─── Dataset entries ───

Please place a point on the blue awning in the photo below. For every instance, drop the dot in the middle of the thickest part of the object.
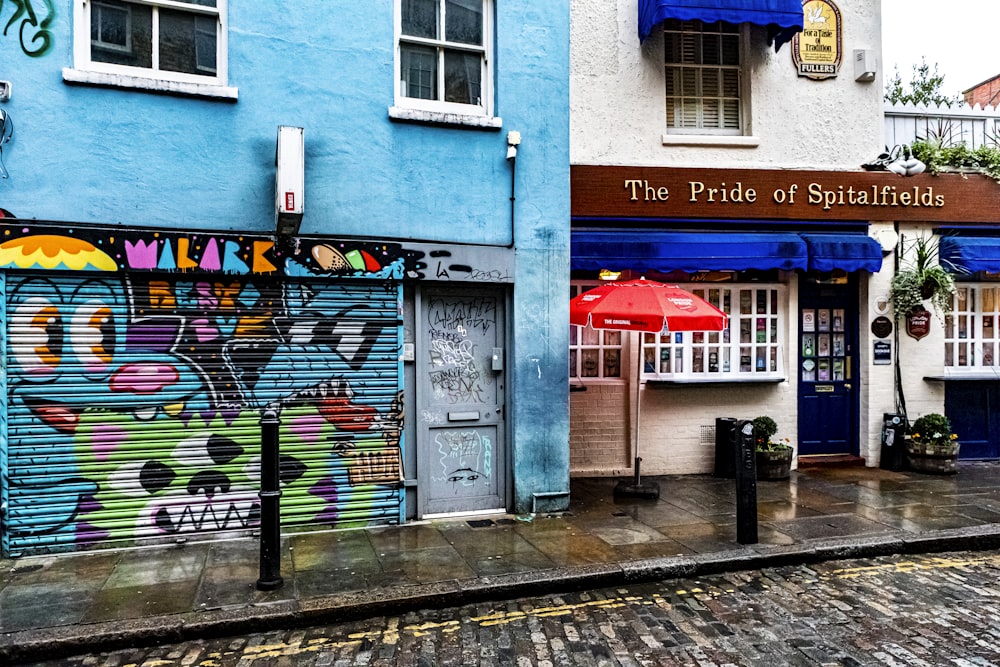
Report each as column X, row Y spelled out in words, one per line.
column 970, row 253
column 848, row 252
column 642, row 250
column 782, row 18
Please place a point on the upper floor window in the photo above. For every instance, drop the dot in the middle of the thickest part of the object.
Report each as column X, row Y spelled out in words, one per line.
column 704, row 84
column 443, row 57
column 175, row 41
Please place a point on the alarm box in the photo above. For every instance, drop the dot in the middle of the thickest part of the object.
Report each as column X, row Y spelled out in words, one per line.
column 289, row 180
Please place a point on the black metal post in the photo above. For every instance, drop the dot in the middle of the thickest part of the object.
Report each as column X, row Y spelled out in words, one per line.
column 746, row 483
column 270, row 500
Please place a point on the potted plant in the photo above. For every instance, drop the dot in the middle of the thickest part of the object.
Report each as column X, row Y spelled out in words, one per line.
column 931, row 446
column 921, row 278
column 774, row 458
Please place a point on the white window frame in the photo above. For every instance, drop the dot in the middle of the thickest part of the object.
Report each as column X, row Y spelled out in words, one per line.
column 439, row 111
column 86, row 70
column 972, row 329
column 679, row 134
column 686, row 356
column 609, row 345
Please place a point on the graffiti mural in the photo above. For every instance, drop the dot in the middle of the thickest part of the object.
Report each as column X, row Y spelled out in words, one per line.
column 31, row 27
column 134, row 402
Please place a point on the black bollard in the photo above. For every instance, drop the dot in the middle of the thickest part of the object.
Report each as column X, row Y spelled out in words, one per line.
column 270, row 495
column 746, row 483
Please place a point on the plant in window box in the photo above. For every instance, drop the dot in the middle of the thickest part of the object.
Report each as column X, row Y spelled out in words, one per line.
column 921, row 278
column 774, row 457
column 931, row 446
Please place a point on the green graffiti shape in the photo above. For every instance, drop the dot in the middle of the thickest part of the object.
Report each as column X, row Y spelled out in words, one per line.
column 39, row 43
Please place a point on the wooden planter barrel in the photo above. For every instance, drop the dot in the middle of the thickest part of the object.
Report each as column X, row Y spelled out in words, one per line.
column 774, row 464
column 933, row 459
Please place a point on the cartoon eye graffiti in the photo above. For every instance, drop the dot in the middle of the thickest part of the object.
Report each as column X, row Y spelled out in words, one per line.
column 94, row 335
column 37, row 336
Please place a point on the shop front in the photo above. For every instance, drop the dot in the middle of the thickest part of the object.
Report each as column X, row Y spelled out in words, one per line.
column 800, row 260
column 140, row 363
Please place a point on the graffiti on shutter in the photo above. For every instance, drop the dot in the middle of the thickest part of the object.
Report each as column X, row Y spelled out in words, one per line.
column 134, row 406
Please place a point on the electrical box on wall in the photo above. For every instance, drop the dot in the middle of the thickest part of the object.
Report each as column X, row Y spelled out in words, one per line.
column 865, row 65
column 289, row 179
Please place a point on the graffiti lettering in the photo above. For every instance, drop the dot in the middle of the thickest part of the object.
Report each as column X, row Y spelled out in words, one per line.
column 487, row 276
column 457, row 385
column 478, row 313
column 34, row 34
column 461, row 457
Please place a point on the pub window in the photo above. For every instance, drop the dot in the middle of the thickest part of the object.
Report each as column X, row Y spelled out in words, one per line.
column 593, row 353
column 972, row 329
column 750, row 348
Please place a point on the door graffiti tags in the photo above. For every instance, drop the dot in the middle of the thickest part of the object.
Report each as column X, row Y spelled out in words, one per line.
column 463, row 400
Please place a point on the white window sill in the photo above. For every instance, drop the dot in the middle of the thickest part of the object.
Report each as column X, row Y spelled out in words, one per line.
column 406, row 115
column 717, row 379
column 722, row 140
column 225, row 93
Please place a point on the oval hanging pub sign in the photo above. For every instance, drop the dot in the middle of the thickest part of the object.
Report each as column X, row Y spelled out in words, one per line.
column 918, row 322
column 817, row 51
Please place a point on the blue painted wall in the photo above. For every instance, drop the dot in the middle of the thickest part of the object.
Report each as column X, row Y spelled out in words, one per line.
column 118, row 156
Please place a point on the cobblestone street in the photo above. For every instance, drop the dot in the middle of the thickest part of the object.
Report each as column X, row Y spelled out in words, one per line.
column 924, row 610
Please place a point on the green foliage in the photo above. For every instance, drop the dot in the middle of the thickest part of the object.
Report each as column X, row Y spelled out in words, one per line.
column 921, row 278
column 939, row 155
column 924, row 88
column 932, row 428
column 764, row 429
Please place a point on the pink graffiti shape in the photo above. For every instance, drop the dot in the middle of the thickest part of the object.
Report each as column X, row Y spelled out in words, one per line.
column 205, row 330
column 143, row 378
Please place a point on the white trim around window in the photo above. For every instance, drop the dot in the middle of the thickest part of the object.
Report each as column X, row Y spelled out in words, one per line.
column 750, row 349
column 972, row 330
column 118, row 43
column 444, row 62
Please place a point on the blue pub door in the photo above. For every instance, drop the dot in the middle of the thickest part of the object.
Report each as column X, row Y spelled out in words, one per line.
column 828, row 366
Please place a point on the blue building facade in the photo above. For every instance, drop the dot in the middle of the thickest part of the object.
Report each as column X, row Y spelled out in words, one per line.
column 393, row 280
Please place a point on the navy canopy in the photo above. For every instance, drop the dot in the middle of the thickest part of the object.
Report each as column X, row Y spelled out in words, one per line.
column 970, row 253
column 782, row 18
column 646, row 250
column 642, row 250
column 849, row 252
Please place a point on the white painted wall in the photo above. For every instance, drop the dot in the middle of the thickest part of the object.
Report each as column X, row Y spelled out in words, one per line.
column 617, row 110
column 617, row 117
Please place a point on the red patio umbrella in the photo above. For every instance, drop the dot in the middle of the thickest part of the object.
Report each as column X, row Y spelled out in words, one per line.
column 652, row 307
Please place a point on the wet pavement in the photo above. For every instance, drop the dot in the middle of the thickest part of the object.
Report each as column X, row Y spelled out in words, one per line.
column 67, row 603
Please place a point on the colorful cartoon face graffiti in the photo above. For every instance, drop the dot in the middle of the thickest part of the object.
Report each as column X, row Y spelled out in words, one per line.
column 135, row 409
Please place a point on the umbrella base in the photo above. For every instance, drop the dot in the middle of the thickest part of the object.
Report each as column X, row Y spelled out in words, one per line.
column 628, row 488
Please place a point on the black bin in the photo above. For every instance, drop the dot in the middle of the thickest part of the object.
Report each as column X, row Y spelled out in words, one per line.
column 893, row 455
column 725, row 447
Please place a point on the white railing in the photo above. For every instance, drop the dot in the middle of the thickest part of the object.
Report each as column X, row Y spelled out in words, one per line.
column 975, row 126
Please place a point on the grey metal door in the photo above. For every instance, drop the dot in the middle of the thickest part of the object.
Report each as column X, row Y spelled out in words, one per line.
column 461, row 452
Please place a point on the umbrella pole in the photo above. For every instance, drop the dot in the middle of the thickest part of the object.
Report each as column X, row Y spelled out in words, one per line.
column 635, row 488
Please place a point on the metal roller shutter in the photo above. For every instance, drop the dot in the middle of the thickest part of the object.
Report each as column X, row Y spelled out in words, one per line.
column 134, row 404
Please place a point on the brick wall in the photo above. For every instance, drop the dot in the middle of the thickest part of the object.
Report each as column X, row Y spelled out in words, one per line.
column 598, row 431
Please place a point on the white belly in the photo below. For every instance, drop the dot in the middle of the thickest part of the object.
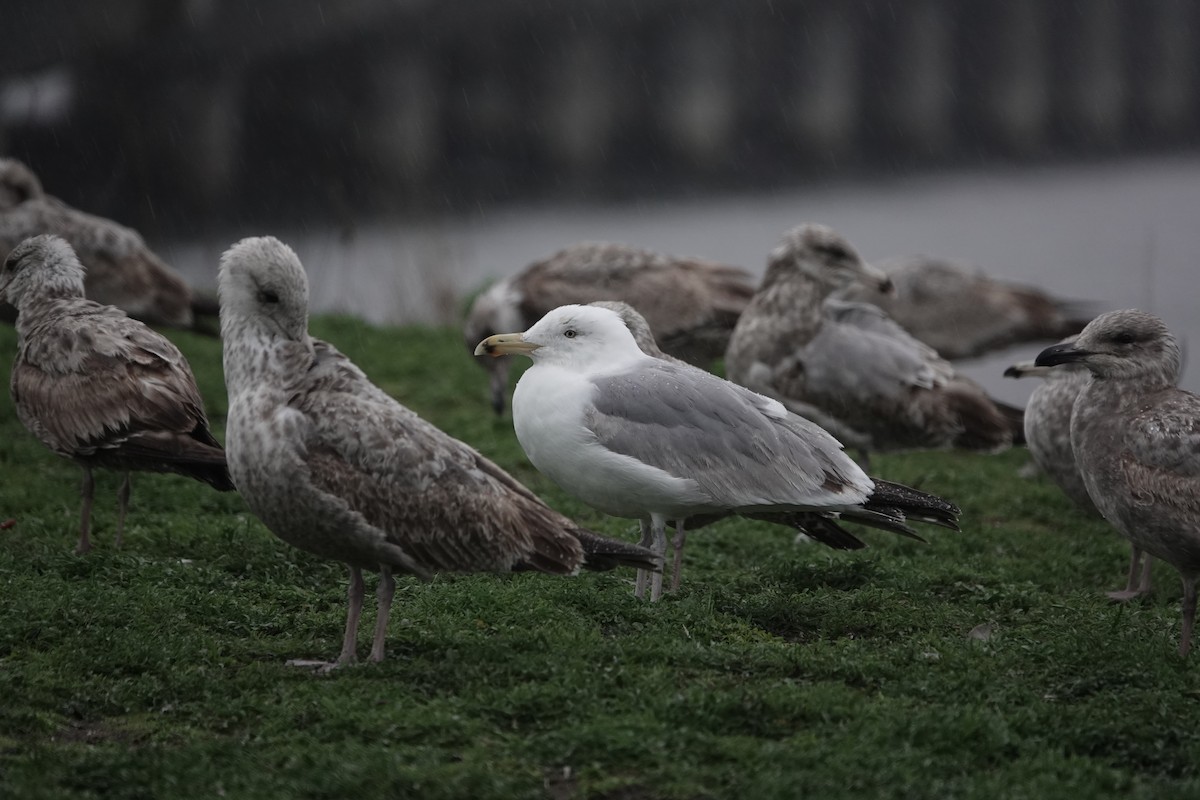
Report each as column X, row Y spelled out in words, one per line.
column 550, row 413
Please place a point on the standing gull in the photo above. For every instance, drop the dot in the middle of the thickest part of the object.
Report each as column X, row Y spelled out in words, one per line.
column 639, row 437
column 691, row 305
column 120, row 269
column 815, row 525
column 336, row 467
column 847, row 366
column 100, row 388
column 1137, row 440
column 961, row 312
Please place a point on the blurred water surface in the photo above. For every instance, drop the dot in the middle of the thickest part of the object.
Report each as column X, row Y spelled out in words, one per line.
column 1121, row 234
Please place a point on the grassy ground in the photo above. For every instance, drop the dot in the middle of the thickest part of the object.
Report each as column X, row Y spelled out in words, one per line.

───
─── Dataset entries ───

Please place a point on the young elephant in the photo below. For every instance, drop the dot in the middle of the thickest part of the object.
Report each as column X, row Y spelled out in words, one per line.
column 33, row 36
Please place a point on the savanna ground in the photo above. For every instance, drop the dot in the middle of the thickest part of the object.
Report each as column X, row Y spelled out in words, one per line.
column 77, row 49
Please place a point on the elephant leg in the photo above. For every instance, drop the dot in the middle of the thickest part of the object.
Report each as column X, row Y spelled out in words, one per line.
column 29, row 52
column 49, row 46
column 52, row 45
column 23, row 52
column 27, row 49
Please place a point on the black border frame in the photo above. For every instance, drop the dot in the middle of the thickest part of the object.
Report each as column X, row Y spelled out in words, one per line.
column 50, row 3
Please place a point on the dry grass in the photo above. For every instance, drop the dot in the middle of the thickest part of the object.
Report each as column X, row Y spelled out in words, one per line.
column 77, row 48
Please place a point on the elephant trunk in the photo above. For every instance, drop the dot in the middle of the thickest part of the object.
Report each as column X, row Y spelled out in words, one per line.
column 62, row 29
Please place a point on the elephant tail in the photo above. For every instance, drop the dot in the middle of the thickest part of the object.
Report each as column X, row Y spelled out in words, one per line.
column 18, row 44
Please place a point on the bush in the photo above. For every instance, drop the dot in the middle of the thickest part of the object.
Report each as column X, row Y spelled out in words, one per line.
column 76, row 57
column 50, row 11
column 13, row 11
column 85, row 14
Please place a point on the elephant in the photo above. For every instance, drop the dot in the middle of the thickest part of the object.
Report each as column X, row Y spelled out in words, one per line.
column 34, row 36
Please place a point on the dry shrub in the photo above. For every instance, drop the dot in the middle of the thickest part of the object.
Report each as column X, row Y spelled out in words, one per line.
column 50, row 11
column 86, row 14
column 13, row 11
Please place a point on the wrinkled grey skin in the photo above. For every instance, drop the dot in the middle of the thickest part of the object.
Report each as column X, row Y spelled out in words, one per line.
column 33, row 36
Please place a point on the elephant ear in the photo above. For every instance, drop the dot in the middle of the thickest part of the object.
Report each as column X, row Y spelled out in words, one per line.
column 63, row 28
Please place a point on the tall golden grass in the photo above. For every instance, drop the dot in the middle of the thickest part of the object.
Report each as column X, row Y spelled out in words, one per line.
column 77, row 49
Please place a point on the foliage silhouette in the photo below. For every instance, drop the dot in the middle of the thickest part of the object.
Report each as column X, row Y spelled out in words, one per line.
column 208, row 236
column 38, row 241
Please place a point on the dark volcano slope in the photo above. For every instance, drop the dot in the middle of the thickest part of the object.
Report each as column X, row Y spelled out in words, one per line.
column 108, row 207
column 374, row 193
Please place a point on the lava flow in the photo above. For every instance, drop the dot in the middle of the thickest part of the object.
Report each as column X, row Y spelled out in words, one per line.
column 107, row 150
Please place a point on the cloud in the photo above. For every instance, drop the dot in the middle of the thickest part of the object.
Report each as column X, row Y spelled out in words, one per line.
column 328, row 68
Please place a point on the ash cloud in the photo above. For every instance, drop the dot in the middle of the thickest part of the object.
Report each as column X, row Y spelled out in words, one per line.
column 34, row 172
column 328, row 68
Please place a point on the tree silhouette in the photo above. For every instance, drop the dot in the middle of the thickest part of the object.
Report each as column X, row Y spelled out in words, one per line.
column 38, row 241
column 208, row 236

───
─── Dataset entries ───

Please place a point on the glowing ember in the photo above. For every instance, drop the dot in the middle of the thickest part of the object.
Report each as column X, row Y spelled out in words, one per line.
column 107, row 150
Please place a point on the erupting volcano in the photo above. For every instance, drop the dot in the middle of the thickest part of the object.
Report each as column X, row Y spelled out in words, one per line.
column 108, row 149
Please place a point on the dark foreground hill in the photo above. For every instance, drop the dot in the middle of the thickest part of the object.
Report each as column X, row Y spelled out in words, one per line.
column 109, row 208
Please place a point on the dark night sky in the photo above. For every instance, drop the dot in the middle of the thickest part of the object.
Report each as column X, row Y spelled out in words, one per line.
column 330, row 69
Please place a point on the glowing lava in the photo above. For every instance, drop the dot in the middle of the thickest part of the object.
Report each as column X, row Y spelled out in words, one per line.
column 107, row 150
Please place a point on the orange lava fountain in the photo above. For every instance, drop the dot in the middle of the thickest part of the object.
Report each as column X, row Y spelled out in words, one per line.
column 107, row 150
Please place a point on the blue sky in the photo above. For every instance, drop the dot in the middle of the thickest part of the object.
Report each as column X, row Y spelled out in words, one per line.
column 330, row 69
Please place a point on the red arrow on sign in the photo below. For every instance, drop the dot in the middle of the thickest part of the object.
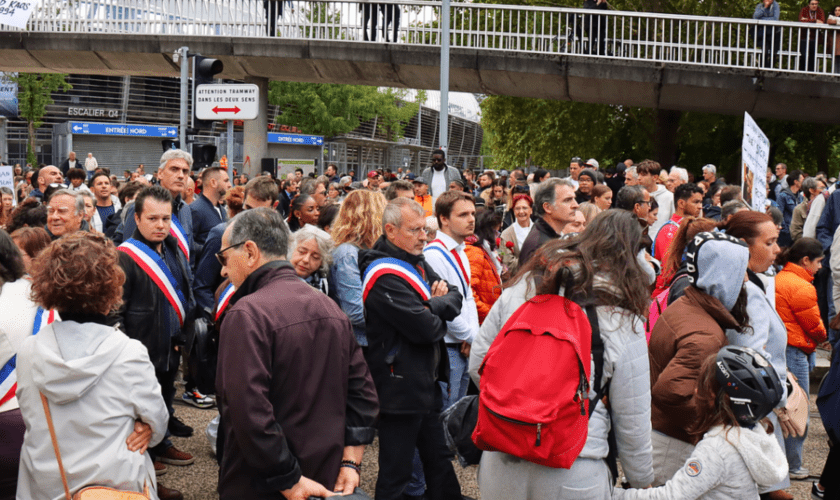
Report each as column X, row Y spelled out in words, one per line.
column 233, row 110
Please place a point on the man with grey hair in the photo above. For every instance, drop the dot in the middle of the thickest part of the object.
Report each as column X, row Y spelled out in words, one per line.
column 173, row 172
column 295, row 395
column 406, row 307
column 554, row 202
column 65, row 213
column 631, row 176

───

* **Exercise details**
Please write out again, word for word, the items that begin at the line containing "Please place a point on the white trim" and stop after the line containing "column 444, row 62", including both of those lines.

* **Complete output**
Please place a point on the white trim around window in the photo above. For every instance, drop the dot in the middle of the thickest part of the object.
Report each as column X, row Y spelled out in words, one per line.
column 750, row 349
column 972, row 330
column 118, row 43
column 444, row 62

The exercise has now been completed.